(Document passage begins)

Fazen Capital Perspective

Counterintuitively, the most durable inefficiency is not that employers fail to hire older workers at all, but that they fail to reconfigure knowledge-transfer economics. Institutional practice has been to spend heavily on early-career training while tacitly accepting attrition of senior talent as inevitable. Our analysis at Fazen Capital suggests a higher-return allocation: modest investments in role redesign, mentorship stipends and phased-retirement options can preserve institutional knowledge at a fraction of replacement cost. For example, reallocating 1–2% of a mid-sized firm’s LTI spend to structured senior mentoring and partial-retirement consultancy can yield outsized reductions in onboarding time for new hires and lower error rates in legacy systems.

A contrarian operational playbook is to monetize expertise: convert retiring senior employees into part-time consultants or ‘fractional chiefs of staff’ for critical projects. This both reduces severance and transitional inefficiencies and creates a stop-gap for succession planning. From a valuation perspective, companies that demonstrate measurable retention of senior knowledge will show lower revenue-per-hire deterioration and shorter time-to-productivity, metrics we believe are underweighted in current market multiples for labor-intensive firms. We encourage investors to seek granular human-capital disclosures and to test scenarios where older-worker participation rises by 1–3 percentage points over five years.

Outlook

Expect a gradual but persistent shift rather than an abrupt one. Demographics and policy incentives are long-duration drivers; the Census projection to ~20.6% 65+ by 2030 and Social Security’s retirement-age structure point to multi-year adjustments in labor supply (U.S. Census Bureau, 2020; Social Security Administration). Firms that proactively pilot flexible arrangements, retraining and phased-retirement options will accumulate an operational advantage that compounds over time. Conversely, firms that ignore the trend will face higher churn costs, slower knowledge transfer and potential reputational risk.

(Document passage ends)
(Source data begins)

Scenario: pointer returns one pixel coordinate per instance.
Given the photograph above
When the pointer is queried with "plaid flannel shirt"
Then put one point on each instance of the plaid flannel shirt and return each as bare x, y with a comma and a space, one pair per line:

(Source data ends)

Problems and tasks ::
a – Print the passage on retaining older workers, starting with "A contrarian operational" and going on through "over five years.".
b – Carry on the passage on retaining older workers, writing what comes after its final sentence.

Answers to the exercise ::
a –
A contrarian operational playbook is to monetize expertise: convert retiring senior employees into part-time consultants or ‘fractional chiefs of staff’ for critical projects. This both reduces severance and transitional inefficiencies and creates a stop-gap for succession planning. From a valuation perspective, companies that demonstrate measurable retention of senior knowledge will show lower revenue-per-hire deterioration and shorter time-to-productivity, metrics we believe are underweighted in current market multiples for labor-intensive firms. We encourage investors to seek granular human-capital disclosures and to test scenarios where older-worker participation rises by 1–3 percentage points over five years.

b –
For investors, the short-term signal is the quality of corporate disclosure and the existence of pilot programs; the medium-term signal is measurable improvements in retention, vacancy rates and recruitment costs. We expect regulators and proxy advisors to increase scrutiny of human-capital metrics, and for some sectors to begin reporting age-stratified retention and productivity statistics. For further reading on human-capital analytics and operational adaptation, see Fazen Capital’s insights on workforce strategy [topic](https://fazencapital.com/insights/en) and demographic investment implications [topic](https://fazencapital.com/insights/en).

Bottom Line

The rise in willingness to work into the 70s is a structural factor that will reshape labor supply, corporate strategy and long-term valuation; investors should evaluate firms on their capacity to capture and redeploy senior experience. Disclaimer: This article is for informational purposes only and does not constitute investment advice.

FAQ

Q: What practical steps can companies implement immediately to retain older workers?

A: Short-term measures with measurable impact include flexible scheduling, phased-retirement contracts, role modularization to reduce physical strain, and targeted re-skilling budgets. These actions typically require minimal capex but do require HR-policy amendments and planning for equitable application to avoid age-bias claims.

Q: How did historical recessions affect older-worker participation, and what does that imply now?

A: Historically, recessions tend to push some older workers into earlier retirement, reducing participation, while recoveries see gradual re-entry. The long-term demographic trend, however, means recoveries are likely to bring older cohorts back into the labor force more than in previous cycles—suggesting that current tight labor markets will increasingly rely on older-worker participation as a structural buffer.